[Study text Boundary: Start]

3AW Afternoons host Dee Dee Dunleavy returns to her journalistic roots: "It brings me alive."

By
Luke Dennehy
March 31, 2020
After years of weekend and breakfast radio, 3AW's Dee Dee Dunleavy is finding time to enjoy the little things at home, like making a salad from husband Kieran’s vegetable patch. Photo: Carmen Zammit

It was in year 12 at Frankston High School that a light switch flicked for Dee Dee Dunleavy, and she set her sights on a job in journalism that would eventually lead her to radio hosting.

Dunleavy, 58, was aiming for a career in a completely different direction until her high school English teacher put her on the right track.

“I remember writing an essay and at that stage I wanted to be a pharmacist. I really enjoyed chemistry so I thought that was the way I would go,” she says.

“But when my lovely English teacher Heather Golden was marking my essay, she said I should consider a career in journalism and it was just like ‘bing’, a little light went on.

“It was my final year of HSC and once she said that, I never thought of anything different.”

'The family was a big part of my decision to take the afternoon job,' 3AW host Dee Dee Dunleavy (pictured at home in Melbourne) says. Photo: Carmen Zammit

Dunleavy got a job at a small local paper called the Town Crier reporting the news from Mornington, Mount Martha and Mount Eliza, before heading to the Frankston Standard and then Fox FM as a journalist and newsreader in 1986.

She soon found herself interested in an expanded on-air role, partly thanks to the legendary Australian singer John Farnham.

“John Farnham came into the studio to promote Whispering Jack and when he was in the studio, I floated in there and joined in on the interview and I just thought to myself, ‘I love this’,” Dunleavy says.

“I love talking to people and, to be honest, at the same time I was a little starstruck. Who doesn’t want to sit next to John Farnham as a young girl?”

Those were exciting times for the girl who proudly grew up in Baxter, on the Mornington Peninsula.

[Study text Boundary: End]

→ Work task
In the article about Dee Dee Dunleavy, what career did she want before her English teacher suggested journalism? The entries after this point are separate material and have nothing to do with the article about Dee Dee Dunleavy.

[Extracted material Boundary: Start]

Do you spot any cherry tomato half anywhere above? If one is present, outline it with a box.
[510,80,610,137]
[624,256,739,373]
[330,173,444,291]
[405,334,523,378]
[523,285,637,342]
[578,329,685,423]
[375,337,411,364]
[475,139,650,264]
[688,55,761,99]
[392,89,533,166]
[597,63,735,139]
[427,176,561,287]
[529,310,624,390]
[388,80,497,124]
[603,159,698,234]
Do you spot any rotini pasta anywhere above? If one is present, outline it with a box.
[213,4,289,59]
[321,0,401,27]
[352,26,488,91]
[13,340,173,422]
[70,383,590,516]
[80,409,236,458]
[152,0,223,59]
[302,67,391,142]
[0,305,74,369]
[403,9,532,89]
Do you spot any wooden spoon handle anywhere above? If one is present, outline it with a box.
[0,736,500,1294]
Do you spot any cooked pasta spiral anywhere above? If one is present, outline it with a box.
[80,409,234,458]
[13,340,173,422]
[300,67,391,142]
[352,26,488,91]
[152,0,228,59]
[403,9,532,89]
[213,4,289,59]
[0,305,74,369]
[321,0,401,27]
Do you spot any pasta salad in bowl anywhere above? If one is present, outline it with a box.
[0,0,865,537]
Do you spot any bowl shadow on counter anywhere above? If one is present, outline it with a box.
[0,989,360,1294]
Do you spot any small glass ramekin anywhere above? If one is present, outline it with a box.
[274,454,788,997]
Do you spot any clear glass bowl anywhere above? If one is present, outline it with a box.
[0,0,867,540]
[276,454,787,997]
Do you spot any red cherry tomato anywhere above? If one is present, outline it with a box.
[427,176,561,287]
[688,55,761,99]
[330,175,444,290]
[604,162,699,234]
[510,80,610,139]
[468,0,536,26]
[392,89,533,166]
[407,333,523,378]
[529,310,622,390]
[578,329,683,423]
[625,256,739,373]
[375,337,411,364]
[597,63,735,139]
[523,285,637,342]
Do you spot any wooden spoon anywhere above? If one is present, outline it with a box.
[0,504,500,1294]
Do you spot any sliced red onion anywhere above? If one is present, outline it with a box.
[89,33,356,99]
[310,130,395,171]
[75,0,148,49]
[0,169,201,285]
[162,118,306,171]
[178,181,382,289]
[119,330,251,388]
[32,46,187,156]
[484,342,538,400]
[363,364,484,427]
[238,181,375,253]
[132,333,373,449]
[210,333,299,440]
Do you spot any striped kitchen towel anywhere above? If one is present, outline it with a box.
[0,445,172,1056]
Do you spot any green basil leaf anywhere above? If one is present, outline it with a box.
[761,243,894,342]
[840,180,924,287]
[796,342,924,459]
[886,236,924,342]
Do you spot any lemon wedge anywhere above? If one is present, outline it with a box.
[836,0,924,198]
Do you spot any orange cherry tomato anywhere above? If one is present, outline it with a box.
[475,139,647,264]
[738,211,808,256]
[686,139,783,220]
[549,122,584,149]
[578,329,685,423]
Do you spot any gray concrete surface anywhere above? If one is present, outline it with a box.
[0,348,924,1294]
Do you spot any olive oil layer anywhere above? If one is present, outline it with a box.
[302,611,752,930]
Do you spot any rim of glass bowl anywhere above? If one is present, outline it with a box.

[Extracted material Boundary: End]

→ Solution for this task
She wanted to be a pharmacist.